▶ [Page excerpt]
NEW YORK (BLOOMBERG) – New York Life Insurance capped off the year by completing the biggest deal in its 175-year history.
The company closed the US$6.3 billion cash purchase of a Cigna Corp unit that sells life, accident and disability insurance, a transaction announced last December.
The takeover will add roughly 3,000 employees and more than 9 million customers, with the unit operating as a standalone business to be renamed New York Life Group Benefit Solutions.
“This acquisition, the largest in our company’s history, reinforces our financial strength by generating capital,” New York Life Chief Executive Officer Ted Mathas said in a statement Thursday.
Such deals are a rarity for New York Life, which operates as a mutual insurance company owned by its policyholders.
The company is among several life insurers that have made bets on businesses that sell policies through employers. Life insurers have increasingly gravitated toward group benefits because they’re less sensitive to the low interest rates that have been a drag on investment income for years.

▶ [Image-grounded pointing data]
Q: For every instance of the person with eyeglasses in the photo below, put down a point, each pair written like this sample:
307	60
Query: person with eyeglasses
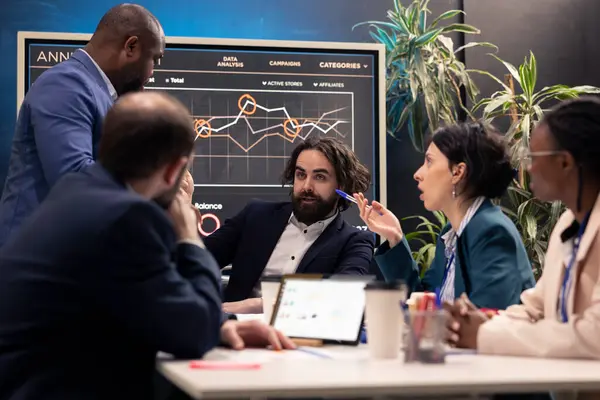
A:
479	252
560	316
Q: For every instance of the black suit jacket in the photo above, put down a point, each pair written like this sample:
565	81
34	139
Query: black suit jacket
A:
247	240
89	293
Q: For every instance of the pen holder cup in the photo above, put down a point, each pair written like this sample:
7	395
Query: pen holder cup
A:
425	336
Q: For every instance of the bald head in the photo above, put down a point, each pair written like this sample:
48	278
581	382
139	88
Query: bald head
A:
126	45
126	20
143	133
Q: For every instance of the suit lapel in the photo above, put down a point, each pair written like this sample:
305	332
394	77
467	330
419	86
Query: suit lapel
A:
321	243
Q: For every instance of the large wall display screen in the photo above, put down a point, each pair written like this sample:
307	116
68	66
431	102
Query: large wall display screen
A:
252	102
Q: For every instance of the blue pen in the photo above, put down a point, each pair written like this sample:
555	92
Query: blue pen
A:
438	299
349	198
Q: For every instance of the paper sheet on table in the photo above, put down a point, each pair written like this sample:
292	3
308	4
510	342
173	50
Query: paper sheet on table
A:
303	353
250	317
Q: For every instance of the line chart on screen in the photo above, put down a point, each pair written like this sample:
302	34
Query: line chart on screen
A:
245	137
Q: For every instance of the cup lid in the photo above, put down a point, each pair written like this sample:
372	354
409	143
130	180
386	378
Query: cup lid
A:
384	285
271	278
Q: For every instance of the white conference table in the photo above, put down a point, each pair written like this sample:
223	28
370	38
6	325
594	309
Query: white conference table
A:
350	373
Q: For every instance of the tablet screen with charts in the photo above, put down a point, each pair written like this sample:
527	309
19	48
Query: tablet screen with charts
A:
327	309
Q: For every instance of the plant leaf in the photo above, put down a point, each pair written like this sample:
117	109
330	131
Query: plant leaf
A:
446	15
465	28
476	44
511	68
427	37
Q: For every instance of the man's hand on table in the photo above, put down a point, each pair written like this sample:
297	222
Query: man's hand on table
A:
241	334
463	323
248	306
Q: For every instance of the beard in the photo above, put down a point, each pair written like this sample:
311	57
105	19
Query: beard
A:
316	210
165	198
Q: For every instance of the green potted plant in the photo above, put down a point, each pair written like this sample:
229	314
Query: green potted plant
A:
424	74
525	107
425	235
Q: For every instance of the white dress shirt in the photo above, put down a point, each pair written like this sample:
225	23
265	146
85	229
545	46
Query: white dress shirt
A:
293	243
109	85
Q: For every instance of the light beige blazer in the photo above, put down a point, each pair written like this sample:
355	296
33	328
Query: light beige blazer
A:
535	328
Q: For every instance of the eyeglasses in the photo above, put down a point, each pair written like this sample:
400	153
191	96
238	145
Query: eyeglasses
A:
527	156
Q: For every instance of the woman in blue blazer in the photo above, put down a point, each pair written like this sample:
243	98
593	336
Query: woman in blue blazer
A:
480	251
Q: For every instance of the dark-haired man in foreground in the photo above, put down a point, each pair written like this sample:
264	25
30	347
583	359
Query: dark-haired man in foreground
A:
110	269
306	235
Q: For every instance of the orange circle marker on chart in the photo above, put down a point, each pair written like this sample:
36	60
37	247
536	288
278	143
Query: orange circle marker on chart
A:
199	124
242	104
209	216
288	131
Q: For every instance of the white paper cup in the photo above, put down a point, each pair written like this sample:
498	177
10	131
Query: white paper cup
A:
269	287
384	318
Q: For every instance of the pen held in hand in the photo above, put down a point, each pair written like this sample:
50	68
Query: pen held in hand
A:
350	198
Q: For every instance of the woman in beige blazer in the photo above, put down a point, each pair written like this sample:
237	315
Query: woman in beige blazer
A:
560	316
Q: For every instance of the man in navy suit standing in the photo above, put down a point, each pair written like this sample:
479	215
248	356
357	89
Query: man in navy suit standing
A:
306	235
60	120
110	269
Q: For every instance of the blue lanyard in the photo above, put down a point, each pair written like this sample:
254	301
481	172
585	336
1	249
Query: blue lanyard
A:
447	269
566	286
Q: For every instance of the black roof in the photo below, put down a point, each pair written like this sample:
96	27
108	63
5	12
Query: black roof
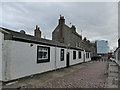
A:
17	36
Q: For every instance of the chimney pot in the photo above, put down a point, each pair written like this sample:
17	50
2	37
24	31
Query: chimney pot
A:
37	27
37	32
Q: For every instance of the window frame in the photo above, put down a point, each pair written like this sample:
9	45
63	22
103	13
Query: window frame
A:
62	59
74	56
43	60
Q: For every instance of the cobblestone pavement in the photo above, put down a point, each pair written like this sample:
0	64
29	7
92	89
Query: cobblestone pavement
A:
92	76
86	75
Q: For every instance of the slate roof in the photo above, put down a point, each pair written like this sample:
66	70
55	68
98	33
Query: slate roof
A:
17	36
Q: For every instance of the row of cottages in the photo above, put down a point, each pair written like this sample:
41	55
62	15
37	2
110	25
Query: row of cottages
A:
117	53
23	55
69	36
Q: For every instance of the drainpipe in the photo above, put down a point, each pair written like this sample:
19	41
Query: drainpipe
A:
55	57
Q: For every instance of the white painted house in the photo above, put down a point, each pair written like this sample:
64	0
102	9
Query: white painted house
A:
23	55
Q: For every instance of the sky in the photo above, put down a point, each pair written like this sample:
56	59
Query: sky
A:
94	20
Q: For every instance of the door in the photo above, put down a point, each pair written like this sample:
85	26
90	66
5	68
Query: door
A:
83	57
67	60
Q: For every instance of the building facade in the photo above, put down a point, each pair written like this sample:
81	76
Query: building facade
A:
102	47
69	36
23	55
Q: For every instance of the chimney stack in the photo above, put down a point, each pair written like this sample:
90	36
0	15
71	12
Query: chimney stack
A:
73	27
61	27
37	32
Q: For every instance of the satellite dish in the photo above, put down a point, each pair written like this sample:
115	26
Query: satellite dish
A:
22	31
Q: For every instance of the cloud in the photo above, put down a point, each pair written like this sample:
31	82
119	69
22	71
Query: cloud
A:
96	20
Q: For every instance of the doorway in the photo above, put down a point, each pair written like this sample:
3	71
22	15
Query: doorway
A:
67	59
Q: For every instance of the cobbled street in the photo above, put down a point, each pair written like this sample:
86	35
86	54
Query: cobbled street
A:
87	75
92	76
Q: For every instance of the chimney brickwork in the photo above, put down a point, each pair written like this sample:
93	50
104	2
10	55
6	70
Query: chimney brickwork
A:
37	32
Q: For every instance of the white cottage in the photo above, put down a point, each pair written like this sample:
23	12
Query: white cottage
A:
23	55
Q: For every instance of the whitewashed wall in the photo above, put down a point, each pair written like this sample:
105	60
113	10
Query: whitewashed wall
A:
59	63
77	60
22	60
87	59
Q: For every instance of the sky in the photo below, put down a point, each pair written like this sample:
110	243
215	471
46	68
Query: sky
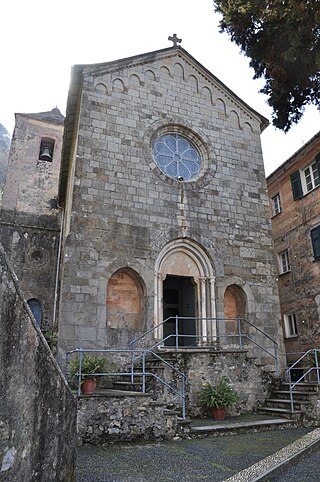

▶ [Work request 1] Please check each statement against the New York Life article and mark it yes or no, quoting the words that decide it: (a) New York Life paid cash for the Cigna unit. (b) The Cigna unit will be folded into New York Life's existing operations. (c) New York Life is owned by its policyholders.
▶ [Work request 2] Resume the New York Life article after its final sentence.
The data has nothing to do with the New York Life article.

▶ [Answer section 1]
(a) Yes: "The company closed the US$6.3 billion cash purchase of a Cigna Corp unit."
(b) No: "with the unit operating as a standalone business to be renamed New York Life Group Benefit Solutions."
(c) Yes: "New York Life, which operates as a mutual insurance company owned by its policyholders."

▶ [Answer section 2]
The coronavirus pandemic has also posed some challenges, delaying the deal’s completion by a quarter.
Covid-19 also is likely to weigh on New York Life’s results this year and next because of higher mortality rates. Still, the company is optimistic about the long-term strategy behind the acquisition.
“We are acquiring a great company that is a top-five player in this market that is going to enhance our capital generation and diversify our businesses and our risk,” Alain Karaoglan, a New York Life senior vice president who’s leading the integration, said in an interview.
“We’re not a serial acquirer, so when we make acquisitions, we have to be thoughtful, methodical and purposeful about it. And this one fits perfectly.”